§ **GIVEN TEXT**:
--*--

2009-07-18 Thread Wayne Eddy
Hi Doug, everyone.

I think that both groups  the free market sometimes make better decisions than 
individuals, but that the answer to life the universe and everything, returning 
to the moon and health care, is finding ways to allow groups to make better 
decisions than individuals every single time.  I don't think that a free market 
by itself is able to do this.

I've been thinking about this in several different contexts lately.

When I think of there being nearly 7 billion humans on Earth today, I don't see 
that as an environmental disaster about to happen, I see it as a huge reservoir 
of knowledge and untapped computational  decision making power.

I think a huge problem for humanity is that 99% plus of intellectual effort is 
spent reinventing the wheel, and that free and open knowledge sharing and 
finding ways of enabling it are the keys to reducing duplication of effort and 
a better future for the human race.

I think a lot has happen lately in the realm of web 2.0 and the development of 
software collaboration tools, and I hope this will start to result in increased 
intellectual productivity in the not to distant future.

I've spent a fair bit of time over the last nine months working on a wiki to 
help Australian Local Governments share information, and I think if more people 
started and contributed to similar initiatives I think that would be a step in 
the right direction.

I've read as much as I can about google wave and I think that will help.

I have gotten excited about open source software and where its going.

--*--

Dataset entries:
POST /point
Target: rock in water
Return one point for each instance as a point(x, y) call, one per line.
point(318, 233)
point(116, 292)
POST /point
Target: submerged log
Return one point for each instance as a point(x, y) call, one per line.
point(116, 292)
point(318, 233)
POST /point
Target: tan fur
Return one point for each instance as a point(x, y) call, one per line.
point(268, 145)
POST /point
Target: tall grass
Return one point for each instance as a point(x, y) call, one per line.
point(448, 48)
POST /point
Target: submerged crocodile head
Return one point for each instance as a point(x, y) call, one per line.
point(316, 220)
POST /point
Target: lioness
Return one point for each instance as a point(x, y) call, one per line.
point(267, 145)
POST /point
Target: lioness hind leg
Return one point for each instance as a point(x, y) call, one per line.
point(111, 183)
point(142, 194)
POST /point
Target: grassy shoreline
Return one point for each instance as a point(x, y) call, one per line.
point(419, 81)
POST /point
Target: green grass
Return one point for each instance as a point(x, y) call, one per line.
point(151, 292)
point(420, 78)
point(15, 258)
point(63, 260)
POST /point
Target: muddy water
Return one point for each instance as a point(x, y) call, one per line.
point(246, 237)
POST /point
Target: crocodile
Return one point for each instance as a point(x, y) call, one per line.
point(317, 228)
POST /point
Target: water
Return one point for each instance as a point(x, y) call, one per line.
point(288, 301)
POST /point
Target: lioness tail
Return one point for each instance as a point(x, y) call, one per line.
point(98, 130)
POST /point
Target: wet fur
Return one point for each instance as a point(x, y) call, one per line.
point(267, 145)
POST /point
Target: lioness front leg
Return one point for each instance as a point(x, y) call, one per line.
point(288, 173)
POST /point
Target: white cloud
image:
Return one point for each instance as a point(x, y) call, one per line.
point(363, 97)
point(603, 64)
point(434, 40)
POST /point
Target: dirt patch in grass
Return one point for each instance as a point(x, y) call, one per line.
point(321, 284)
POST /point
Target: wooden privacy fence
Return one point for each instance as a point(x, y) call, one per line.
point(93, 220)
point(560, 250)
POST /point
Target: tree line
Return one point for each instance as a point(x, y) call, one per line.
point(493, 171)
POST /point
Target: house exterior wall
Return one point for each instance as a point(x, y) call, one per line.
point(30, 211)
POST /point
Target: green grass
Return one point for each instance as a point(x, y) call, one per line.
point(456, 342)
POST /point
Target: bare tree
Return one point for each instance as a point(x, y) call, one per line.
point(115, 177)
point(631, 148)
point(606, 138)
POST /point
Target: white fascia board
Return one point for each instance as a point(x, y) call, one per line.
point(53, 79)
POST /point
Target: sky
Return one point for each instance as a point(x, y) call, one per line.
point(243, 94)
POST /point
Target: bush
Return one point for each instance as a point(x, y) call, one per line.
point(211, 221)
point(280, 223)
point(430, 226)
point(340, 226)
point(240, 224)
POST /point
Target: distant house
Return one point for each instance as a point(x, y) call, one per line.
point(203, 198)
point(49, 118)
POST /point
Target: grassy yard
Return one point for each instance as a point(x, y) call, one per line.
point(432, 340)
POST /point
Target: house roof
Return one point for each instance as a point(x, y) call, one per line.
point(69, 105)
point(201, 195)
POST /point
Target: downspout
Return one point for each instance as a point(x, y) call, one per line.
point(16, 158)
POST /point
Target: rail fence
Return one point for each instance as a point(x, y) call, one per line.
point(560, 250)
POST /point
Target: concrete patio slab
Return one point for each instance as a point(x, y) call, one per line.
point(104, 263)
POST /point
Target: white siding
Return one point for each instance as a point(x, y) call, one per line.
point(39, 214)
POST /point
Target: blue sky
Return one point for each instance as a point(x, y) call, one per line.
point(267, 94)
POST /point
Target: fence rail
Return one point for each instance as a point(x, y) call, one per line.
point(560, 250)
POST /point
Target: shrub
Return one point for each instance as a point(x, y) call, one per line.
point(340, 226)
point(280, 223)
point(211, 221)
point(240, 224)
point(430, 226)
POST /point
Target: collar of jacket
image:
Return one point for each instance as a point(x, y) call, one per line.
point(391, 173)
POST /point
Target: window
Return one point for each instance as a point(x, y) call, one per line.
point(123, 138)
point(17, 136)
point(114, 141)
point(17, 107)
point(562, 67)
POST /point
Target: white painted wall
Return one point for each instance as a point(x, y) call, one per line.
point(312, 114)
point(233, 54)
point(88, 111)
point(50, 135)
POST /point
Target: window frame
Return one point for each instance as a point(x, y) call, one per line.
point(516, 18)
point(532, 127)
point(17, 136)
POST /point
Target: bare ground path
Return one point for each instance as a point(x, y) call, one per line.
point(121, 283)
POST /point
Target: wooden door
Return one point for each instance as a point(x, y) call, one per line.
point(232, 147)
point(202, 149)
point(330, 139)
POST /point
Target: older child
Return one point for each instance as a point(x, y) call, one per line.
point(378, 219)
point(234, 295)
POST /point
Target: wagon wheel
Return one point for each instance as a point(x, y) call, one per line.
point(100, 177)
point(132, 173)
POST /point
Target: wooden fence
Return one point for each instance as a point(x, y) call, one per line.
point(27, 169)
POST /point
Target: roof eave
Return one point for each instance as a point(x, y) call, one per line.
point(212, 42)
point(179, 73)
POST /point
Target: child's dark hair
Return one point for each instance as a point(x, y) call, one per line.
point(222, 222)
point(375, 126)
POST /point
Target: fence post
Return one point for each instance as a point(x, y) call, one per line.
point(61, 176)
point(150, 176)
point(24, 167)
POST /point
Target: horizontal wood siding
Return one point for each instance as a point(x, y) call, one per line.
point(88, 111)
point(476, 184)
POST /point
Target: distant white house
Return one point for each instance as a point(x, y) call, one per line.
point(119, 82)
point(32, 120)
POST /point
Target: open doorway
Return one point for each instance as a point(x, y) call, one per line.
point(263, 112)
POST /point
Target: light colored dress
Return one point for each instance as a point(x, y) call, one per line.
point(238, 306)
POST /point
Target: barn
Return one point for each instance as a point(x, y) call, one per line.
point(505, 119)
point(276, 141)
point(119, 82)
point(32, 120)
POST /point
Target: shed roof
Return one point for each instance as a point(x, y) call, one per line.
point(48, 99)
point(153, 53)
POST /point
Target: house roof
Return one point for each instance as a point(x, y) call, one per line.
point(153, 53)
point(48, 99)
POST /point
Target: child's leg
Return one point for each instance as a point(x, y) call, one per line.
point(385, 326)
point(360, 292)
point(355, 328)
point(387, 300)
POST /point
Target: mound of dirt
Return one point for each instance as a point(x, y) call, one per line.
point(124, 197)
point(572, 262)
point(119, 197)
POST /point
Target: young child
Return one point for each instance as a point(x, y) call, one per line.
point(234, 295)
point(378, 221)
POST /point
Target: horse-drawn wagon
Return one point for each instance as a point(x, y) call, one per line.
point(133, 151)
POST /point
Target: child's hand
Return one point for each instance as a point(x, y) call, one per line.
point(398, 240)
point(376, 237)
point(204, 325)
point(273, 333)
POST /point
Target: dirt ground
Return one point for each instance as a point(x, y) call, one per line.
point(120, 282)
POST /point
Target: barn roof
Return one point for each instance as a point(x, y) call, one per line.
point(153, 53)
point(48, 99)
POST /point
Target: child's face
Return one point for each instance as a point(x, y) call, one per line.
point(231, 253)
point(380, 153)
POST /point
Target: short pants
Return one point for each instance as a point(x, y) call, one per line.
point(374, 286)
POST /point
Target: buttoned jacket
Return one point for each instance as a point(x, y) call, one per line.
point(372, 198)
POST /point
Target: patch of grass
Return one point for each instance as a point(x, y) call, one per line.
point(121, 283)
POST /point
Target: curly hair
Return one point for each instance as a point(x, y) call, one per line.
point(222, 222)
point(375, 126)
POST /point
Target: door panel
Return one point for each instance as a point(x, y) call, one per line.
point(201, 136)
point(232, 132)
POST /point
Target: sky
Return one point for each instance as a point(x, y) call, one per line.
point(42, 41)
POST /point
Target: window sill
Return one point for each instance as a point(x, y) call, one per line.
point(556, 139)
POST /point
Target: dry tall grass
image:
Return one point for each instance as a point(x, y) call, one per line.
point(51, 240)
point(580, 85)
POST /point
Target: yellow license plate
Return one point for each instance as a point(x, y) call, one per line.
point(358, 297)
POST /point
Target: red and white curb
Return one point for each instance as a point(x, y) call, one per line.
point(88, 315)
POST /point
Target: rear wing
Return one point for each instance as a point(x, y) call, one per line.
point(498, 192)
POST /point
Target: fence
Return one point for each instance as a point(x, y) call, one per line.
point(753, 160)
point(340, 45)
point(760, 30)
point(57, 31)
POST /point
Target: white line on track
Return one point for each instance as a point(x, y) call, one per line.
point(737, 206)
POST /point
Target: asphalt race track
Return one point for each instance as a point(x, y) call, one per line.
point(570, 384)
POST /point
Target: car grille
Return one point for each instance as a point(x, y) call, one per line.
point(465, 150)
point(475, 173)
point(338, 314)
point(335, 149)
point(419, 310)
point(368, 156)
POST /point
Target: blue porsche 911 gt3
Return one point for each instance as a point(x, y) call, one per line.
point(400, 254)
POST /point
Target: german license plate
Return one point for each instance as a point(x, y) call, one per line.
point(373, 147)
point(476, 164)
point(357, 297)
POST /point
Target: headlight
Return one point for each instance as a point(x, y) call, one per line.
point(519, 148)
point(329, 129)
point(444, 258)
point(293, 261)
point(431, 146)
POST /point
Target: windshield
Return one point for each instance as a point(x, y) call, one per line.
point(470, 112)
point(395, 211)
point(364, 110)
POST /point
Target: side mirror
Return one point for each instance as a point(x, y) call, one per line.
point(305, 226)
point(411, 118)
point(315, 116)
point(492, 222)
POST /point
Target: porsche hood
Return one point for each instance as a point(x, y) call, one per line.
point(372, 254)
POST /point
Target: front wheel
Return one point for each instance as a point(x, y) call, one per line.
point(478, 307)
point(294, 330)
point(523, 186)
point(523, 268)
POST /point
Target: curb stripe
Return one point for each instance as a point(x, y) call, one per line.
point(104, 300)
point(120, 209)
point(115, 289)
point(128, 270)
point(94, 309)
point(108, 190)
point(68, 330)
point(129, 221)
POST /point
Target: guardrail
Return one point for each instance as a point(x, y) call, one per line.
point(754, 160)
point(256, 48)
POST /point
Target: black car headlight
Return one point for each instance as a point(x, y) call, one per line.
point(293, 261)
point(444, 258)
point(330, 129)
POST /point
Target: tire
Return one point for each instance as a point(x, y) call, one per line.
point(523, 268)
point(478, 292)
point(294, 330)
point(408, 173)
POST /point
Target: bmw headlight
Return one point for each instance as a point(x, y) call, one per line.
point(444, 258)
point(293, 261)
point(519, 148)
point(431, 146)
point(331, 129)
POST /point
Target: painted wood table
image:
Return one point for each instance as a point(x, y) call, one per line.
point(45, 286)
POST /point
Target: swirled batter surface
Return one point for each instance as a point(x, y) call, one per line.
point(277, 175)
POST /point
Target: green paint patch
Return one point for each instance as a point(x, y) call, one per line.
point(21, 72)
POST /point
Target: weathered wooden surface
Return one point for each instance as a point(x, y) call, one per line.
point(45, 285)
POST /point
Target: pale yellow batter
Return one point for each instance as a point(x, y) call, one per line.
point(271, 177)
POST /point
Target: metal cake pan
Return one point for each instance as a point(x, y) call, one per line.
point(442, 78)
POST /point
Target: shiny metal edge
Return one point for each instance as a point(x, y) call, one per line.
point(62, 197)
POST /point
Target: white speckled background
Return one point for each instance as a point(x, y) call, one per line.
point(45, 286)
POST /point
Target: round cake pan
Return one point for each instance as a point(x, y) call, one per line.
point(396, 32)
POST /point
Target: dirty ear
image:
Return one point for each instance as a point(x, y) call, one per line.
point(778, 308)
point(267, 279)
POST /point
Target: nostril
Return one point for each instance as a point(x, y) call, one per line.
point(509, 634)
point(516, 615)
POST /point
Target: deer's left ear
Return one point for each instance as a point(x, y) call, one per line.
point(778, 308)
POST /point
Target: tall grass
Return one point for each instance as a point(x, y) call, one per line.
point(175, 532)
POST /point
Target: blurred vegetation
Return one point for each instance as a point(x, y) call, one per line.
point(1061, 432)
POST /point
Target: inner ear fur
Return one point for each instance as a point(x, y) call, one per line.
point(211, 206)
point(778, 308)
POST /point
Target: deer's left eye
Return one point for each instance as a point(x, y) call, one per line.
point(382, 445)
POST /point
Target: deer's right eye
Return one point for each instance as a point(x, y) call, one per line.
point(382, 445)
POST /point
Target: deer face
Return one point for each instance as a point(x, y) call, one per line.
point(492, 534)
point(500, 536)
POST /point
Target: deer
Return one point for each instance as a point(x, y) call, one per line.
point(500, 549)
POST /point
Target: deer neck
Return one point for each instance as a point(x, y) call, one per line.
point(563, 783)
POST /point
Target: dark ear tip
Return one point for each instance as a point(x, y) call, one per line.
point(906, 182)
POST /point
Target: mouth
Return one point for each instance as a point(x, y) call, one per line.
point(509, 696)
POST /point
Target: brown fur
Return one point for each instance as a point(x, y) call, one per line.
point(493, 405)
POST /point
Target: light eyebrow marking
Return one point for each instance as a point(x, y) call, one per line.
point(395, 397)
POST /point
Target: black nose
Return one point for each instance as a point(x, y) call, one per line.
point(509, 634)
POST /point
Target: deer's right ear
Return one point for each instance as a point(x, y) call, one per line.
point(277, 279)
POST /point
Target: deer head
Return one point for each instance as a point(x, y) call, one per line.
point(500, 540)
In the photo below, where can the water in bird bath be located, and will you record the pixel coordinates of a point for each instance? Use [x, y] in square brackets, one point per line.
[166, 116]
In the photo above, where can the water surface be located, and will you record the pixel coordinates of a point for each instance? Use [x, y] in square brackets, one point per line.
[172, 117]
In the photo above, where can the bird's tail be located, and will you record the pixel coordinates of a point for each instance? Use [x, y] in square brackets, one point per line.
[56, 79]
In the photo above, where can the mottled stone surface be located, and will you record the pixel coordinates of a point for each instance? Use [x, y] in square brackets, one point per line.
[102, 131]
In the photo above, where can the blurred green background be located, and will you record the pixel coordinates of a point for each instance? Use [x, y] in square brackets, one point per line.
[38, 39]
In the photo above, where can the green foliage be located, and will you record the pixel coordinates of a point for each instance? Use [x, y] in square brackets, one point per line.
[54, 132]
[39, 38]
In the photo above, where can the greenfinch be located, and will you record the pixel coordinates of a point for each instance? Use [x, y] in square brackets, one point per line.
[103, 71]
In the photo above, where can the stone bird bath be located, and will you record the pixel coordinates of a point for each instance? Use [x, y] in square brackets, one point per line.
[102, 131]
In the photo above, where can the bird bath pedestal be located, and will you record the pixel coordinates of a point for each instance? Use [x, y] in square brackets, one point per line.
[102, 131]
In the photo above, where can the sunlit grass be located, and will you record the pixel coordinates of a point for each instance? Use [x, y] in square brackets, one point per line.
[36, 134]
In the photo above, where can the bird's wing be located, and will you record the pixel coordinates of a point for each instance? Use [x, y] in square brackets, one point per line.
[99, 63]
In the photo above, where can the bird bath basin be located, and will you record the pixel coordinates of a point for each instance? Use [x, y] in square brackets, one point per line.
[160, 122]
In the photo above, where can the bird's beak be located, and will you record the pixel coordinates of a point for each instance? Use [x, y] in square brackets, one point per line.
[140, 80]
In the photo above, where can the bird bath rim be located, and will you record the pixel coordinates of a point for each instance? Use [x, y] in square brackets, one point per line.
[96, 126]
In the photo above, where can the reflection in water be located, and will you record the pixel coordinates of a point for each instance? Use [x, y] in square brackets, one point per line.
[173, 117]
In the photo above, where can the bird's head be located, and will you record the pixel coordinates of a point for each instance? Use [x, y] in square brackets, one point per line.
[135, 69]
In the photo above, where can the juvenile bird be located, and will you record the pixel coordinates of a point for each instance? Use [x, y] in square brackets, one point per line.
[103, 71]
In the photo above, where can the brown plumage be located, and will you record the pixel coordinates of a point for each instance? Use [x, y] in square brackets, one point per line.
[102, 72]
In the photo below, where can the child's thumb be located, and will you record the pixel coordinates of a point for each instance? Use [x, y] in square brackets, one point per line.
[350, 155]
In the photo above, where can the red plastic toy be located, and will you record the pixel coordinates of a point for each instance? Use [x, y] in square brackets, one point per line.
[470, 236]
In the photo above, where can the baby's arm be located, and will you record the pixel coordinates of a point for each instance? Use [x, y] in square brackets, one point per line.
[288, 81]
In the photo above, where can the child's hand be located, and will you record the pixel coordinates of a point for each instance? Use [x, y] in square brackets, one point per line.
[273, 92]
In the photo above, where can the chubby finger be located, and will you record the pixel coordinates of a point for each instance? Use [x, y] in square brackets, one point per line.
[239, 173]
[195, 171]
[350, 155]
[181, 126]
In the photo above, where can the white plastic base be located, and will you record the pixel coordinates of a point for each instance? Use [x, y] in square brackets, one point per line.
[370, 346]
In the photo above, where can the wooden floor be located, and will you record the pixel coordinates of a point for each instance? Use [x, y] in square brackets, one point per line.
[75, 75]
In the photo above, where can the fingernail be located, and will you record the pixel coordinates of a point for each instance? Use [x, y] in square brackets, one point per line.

--*--

§ **WHAT TO DO**:
A) List every technology, tool, or project that the post mentions.
B) In the post, substitute "open market" for "free market" in the passage that begins at the words "2009-07-18 Thread Wayne" and stops after "to do this.".

§ **ANSWERS IN ORDER**:
A)
web 2.0
software collaboration tools
a wiki to help Australian Local Governments share information
google wave
open source software

B)
2009-07-18 Thread Wayne Eddy
Hi Doug, everyone.

I think that both groups  the open market sometimes make better decisions than 
individuals, but that the answer to life the universe and everything, returning 
to the moon and health care, is finding ways to allow groups to make better 
decisions than individuals every single time.  I don't think that a open market 
by itself is able to do this.